In the listing below, find the line containing "If you would be willing to indicate the power". Write out that line and every line after it to the end, exactly and only those.

--- begin Provided information ---

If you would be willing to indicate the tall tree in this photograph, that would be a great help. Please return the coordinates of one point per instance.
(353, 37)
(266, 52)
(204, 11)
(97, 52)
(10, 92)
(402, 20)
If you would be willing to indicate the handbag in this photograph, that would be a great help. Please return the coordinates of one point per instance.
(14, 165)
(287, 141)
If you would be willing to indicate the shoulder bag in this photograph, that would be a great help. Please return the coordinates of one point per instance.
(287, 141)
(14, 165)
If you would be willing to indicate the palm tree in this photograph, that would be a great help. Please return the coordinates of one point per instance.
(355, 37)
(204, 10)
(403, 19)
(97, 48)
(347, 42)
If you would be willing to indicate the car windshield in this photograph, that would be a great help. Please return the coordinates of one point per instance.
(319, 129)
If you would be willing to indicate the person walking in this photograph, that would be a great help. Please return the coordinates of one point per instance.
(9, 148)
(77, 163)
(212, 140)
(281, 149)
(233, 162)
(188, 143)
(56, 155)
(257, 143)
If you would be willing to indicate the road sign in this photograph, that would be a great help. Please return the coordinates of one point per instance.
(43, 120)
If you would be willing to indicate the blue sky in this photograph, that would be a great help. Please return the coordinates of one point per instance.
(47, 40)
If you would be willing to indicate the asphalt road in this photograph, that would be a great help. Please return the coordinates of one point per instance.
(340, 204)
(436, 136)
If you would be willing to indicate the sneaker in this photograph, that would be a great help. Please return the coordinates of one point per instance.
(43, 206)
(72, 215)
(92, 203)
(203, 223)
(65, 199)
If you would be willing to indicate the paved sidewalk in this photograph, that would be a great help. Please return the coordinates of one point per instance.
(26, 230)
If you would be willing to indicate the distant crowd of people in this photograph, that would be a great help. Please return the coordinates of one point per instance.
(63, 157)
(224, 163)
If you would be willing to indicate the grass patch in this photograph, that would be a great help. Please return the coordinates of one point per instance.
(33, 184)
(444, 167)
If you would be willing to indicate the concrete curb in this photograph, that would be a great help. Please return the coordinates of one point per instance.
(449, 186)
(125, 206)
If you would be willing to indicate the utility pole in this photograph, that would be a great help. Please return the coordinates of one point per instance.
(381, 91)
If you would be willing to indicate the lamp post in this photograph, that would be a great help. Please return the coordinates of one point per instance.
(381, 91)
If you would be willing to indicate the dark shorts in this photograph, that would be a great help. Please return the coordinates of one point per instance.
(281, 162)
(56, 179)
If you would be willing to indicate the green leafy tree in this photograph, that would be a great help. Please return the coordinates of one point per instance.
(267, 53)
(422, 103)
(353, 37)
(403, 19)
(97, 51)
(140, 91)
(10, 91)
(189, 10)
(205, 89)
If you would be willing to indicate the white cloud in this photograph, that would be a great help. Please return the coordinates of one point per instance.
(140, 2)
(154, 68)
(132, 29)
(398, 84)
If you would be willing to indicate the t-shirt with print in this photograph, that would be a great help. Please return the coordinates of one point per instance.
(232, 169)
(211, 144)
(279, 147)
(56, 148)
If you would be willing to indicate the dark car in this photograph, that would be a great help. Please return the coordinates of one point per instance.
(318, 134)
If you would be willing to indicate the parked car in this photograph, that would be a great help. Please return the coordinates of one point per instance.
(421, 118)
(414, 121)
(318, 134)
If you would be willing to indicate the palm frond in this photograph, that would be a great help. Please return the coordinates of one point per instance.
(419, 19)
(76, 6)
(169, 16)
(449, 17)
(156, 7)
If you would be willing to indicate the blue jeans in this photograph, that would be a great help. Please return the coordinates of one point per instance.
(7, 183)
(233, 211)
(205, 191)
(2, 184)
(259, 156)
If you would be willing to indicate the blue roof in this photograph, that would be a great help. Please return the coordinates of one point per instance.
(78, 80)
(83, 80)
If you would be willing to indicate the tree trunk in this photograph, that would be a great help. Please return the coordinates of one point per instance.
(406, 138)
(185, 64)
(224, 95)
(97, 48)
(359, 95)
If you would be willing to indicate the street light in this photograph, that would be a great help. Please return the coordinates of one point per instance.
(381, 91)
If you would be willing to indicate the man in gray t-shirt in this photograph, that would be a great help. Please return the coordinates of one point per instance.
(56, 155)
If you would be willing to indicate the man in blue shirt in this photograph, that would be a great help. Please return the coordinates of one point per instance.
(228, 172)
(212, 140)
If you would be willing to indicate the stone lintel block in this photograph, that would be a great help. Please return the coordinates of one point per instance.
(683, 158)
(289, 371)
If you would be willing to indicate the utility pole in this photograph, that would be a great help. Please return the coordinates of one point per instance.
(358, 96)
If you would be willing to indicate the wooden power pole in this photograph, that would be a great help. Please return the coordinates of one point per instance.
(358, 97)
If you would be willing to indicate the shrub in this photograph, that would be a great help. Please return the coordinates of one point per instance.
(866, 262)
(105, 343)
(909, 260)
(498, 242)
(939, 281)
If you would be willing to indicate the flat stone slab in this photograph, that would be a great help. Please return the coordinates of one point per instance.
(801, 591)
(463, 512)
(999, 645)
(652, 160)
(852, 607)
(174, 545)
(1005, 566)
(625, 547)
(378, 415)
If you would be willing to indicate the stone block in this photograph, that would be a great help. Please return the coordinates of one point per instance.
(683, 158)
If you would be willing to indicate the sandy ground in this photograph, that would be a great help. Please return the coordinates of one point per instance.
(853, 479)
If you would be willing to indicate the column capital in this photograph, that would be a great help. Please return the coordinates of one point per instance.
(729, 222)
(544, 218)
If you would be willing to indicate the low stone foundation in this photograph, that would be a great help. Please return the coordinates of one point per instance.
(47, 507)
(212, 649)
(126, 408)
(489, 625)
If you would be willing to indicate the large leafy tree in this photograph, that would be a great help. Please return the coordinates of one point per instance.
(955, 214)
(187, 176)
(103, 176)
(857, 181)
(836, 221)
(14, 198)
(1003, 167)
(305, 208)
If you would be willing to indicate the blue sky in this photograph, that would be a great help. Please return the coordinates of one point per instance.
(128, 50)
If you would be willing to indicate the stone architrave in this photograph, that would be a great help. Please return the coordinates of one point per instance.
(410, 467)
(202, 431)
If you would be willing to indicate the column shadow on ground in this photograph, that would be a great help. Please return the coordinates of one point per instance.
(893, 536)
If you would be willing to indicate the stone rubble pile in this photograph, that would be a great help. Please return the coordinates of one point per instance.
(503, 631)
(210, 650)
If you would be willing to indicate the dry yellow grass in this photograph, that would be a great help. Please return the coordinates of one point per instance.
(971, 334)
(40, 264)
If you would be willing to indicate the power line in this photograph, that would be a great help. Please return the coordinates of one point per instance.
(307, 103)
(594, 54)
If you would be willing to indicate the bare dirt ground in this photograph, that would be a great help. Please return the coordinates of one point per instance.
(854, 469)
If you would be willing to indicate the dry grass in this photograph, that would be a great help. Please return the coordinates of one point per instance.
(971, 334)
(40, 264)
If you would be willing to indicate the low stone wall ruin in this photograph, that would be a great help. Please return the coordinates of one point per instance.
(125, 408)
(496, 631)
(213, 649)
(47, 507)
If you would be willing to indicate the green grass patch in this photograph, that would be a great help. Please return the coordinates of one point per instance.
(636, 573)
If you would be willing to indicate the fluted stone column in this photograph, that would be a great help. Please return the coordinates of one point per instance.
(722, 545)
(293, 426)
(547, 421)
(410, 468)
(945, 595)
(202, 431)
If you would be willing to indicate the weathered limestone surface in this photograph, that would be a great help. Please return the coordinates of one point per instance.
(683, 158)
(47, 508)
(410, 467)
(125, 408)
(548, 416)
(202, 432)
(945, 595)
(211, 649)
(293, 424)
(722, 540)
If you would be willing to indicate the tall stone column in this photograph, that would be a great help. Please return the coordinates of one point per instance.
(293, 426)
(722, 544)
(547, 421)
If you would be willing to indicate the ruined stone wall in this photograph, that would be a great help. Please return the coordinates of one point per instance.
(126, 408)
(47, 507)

--- end Provided information ---

## Right answer
If you would be willing to indicate the power line in this photograph, that would be a great help. Please return the coordinates of one point per instance.
(307, 103)
(594, 54)
If you would be willing to indicate the bare dirt ground in this photograph, that would be a great help. Please return the coordinates of one point per instance.
(854, 469)
If you would be willing to indicate the dry grass in this photograph, that would be a great help. Please return the coordinates of one point per instance.
(971, 334)
(40, 264)
If you would be willing to indicate the low stone wall ruin in this photograph, that would be a great help. Please return the coordinates of one point per instance.
(125, 408)
(496, 631)
(213, 649)
(47, 507)
If you would be willing to indicate the green grass patch in this photograph, that would be a great help. Please return the coordinates of one point per instance.
(636, 573)
If you would be willing to indicate the fluted stone column in this photograph, that would be a great help. Please return the coordinates of one point per instance.
(722, 545)
(293, 426)
(547, 421)
(410, 468)
(945, 595)
(202, 431)
If you would be willing to indicate the weathered limestone surface in this photograph, that would be a great help. Please return the coordinates of one point per instance.
(683, 158)
(47, 508)
(410, 467)
(125, 408)
(548, 416)
(202, 432)
(945, 595)
(211, 649)
(293, 424)
(722, 540)
If you would be willing to indicate the tall stone column in this photograph, that would be a great help. Please return the coordinates of one point per instance.
(293, 426)
(722, 544)
(547, 421)
If you would be willing to indicate the ruined stone wall in this photograph, that would be a great help. Please return the coordinates of one point per instance.
(126, 408)
(47, 507)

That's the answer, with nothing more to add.